▶ _Instructions for the task_:
Go to the line that contains "Annotation task: mark the sweetheart" and extract it along with every line after it, exactly, through the end of the data below.

▶ _Entries provided_:
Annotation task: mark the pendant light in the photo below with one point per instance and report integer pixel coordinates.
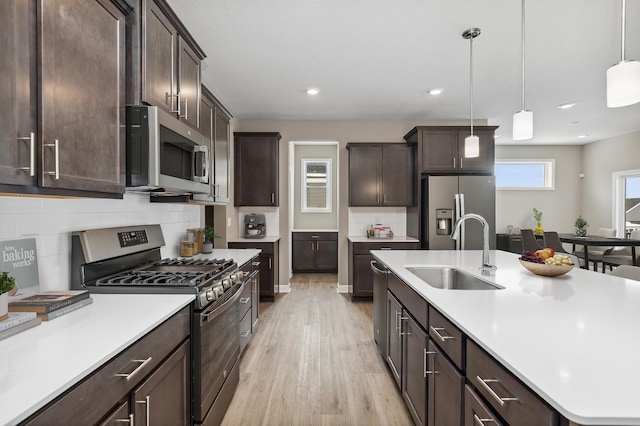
(623, 79)
(523, 119)
(471, 142)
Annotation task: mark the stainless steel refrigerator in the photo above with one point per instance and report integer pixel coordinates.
(445, 199)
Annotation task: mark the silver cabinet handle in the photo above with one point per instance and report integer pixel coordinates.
(143, 363)
(32, 154)
(480, 422)
(485, 384)
(437, 330)
(147, 401)
(56, 151)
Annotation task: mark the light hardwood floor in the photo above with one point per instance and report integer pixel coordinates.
(313, 361)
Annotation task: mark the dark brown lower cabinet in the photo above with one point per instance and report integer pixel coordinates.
(414, 385)
(444, 389)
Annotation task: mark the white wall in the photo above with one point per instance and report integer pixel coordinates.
(52, 220)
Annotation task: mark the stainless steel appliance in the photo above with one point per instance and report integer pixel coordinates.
(255, 225)
(445, 199)
(128, 260)
(165, 155)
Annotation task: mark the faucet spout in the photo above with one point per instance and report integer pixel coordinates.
(486, 267)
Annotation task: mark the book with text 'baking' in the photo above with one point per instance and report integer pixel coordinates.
(48, 301)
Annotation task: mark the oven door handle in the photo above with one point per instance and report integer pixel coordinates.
(214, 311)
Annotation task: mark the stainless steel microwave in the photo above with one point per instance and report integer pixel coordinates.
(164, 154)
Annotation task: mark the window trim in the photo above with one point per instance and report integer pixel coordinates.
(549, 171)
(303, 186)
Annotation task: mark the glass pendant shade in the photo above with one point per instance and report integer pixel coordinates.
(623, 84)
(522, 125)
(471, 146)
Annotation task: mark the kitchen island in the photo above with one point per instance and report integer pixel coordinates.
(571, 339)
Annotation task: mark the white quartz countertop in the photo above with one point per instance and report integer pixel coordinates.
(394, 239)
(574, 339)
(39, 364)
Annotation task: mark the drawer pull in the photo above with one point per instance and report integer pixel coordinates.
(485, 384)
(480, 422)
(147, 402)
(437, 330)
(143, 363)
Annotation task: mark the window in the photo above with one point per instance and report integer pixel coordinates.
(316, 186)
(525, 174)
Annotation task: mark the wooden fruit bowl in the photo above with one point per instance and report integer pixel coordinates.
(546, 270)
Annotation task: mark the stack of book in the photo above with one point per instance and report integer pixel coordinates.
(17, 322)
(52, 304)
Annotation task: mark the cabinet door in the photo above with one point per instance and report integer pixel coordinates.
(256, 169)
(18, 109)
(159, 48)
(484, 162)
(394, 342)
(445, 388)
(304, 254)
(221, 156)
(398, 175)
(364, 175)
(440, 151)
(414, 382)
(83, 60)
(327, 256)
(188, 84)
(362, 276)
(164, 398)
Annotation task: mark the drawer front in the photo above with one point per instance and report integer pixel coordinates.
(414, 303)
(364, 248)
(244, 302)
(315, 236)
(476, 413)
(267, 248)
(90, 400)
(447, 336)
(508, 397)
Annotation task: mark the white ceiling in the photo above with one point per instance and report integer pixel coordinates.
(376, 60)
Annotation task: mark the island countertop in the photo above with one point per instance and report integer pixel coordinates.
(572, 339)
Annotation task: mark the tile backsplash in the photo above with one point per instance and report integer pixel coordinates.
(52, 220)
(361, 217)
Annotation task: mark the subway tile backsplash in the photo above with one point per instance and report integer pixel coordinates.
(361, 217)
(51, 220)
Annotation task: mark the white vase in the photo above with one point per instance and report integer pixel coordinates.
(4, 304)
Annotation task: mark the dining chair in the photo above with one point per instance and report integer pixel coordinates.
(627, 271)
(622, 255)
(529, 242)
(596, 254)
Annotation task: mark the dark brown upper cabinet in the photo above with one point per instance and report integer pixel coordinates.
(78, 96)
(256, 168)
(171, 64)
(441, 149)
(381, 174)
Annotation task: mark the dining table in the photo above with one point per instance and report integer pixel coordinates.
(599, 241)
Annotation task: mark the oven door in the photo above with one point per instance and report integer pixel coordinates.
(216, 349)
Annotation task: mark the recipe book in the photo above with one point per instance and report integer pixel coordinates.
(48, 301)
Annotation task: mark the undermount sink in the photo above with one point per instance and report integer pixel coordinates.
(447, 278)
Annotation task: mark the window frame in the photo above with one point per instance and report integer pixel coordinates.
(304, 208)
(549, 174)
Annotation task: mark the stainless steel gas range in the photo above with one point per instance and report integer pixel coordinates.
(128, 260)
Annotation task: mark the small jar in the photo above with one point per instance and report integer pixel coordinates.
(187, 248)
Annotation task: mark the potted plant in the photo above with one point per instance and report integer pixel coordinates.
(209, 235)
(537, 215)
(581, 227)
(7, 287)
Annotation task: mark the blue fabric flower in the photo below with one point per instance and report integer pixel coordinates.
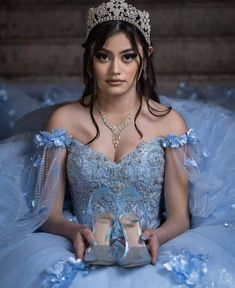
(172, 141)
(56, 138)
(63, 272)
(187, 268)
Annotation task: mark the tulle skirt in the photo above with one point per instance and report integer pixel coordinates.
(204, 256)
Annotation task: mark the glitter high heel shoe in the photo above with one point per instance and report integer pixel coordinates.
(101, 253)
(136, 252)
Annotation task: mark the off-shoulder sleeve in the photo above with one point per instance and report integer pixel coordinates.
(30, 167)
(206, 189)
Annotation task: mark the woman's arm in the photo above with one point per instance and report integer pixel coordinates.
(175, 195)
(56, 222)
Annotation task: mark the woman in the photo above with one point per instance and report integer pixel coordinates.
(125, 152)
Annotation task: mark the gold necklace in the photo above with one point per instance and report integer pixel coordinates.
(116, 129)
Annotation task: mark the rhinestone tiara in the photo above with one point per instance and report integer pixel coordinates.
(119, 10)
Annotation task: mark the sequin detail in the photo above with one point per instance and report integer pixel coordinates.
(172, 141)
(56, 138)
(133, 185)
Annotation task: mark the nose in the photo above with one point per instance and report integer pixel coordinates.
(115, 67)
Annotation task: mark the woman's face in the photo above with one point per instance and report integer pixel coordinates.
(116, 66)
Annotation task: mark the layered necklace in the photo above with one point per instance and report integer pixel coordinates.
(116, 129)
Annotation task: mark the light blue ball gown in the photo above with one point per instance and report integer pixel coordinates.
(204, 256)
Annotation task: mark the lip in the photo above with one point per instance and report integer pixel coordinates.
(115, 82)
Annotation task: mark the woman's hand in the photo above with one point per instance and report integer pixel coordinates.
(82, 238)
(150, 236)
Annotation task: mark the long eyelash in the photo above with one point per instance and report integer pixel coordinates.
(98, 55)
(131, 55)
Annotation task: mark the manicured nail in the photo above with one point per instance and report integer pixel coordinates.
(94, 243)
(143, 237)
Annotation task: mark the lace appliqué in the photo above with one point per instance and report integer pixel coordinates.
(56, 138)
(172, 141)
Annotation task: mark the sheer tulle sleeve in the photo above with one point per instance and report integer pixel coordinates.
(29, 171)
(210, 196)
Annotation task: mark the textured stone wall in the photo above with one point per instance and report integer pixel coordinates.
(41, 40)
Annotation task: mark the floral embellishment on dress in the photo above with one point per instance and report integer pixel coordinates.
(63, 273)
(172, 141)
(56, 138)
(187, 268)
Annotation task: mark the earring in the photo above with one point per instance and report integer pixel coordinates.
(145, 75)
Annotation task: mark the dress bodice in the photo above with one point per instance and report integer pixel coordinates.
(134, 184)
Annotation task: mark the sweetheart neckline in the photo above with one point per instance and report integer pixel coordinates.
(123, 157)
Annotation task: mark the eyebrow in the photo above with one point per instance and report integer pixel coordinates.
(122, 52)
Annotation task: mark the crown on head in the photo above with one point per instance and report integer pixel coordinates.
(119, 10)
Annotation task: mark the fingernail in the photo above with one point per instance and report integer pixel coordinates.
(94, 243)
(143, 237)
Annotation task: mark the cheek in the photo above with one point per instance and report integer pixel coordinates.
(133, 71)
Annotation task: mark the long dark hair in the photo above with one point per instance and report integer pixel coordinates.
(146, 88)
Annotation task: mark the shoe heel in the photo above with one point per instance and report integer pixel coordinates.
(100, 253)
(136, 252)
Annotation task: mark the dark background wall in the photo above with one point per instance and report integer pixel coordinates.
(40, 40)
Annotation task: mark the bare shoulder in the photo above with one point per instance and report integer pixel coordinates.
(65, 116)
(169, 122)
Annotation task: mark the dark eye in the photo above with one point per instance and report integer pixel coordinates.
(129, 57)
(101, 56)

▶ _In response_:
Annotation task: mark the sweetheart neckline in the photo above with one point per instance and report integer pixel coordinates.
(123, 157)
Annotation task: mark the eyebrow in the photo above with one point per instance and report integer pixel coordinates.
(122, 52)
Annotation task: mark the crown on head in the photo above with one point per instance and report integer pixel coordinates.
(119, 10)
Annotation task: mark the fingernail in the photo above with one point per instance and report integer pixel coordinates.
(94, 243)
(143, 237)
Annotation task: mark the cheek in the photo above with one point per instance and report integer pixel coordinates.
(133, 71)
Annotation task: mark the long dark hair in the photo above with one point per instance and report integer pixel coordinates.
(146, 88)
Annotation task: mark the shoe heel in the photo above with one point per instance and report integer pixel coordinates.
(100, 253)
(136, 252)
Annotation task: mark the dark background wall in the photo above with one point per instance and report integer pixel coordinates.
(40, 40)
Annotation task: mark the bare shoulder in the photo above with one point per instance and report integer pixel coordinates.
(65, 116)
(169, 122)
Annotation task: mark the dark eye in the photo above with one point per instance and report integer pixel coordinates.
(129, 57)
(101, 56)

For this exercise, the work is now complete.